Extracted entries:

****************************************

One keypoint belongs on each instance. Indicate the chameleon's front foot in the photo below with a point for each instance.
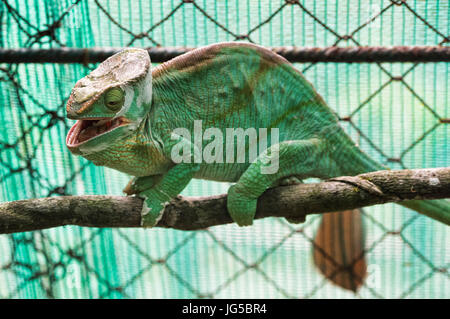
(241, 208)
(152, 208)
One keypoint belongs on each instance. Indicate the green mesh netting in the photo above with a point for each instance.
(394, 111)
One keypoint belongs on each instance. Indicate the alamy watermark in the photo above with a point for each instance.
(227, 147)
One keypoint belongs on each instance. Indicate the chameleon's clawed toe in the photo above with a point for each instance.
(241, 208)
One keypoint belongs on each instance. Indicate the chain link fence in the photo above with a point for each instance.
(397, 112)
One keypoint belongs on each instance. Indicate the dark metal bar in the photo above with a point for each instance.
(293, 54)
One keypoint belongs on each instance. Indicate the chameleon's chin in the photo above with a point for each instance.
(89, 132)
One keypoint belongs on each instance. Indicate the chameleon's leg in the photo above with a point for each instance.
(301, 158)
(169, 185)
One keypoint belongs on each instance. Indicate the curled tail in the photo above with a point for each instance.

****************************************

Leave out the pictures and output every record above precisely as given.

Task solution:
One keypoint belongs on each instance. Indicate the chameleon's front foot in the photo below with a point for each instance.
(241, 208)
(152, 208)
One keypoint belongs on each instance. Indicate the green mesh netting in the photo above with a point for each instance.
(394, 111)
One keypoint belongs on each instance. Indicate the alamy watermark in the photo above with a point for each instance.
(227, 147)
One keypoint belongs on each instance. Indicate the chameleon's clawed toe in the photo above with a point for each instance.
(241, 208)
One keypoint belongs on each instance. Indicate the chain link fence in the photo above with a point for each instance.
(397, 112)
One keypoint belongs on each instance. Indicate the dark metal bar in the photo above with a point for each instance.
(293, 54)
One keypoint belongs on each instance. Indicate the chameleon's chin in the photo above with a point for each instance.
(89, 132)
One keypoint belongs on each instance. Indicate the chameleon's leg in the photo above with a point for each instance.
(301, 158)
(169, 185)
One keypoint belongs on each instance. Indicate the curled tail in the photo above with a point for each instance.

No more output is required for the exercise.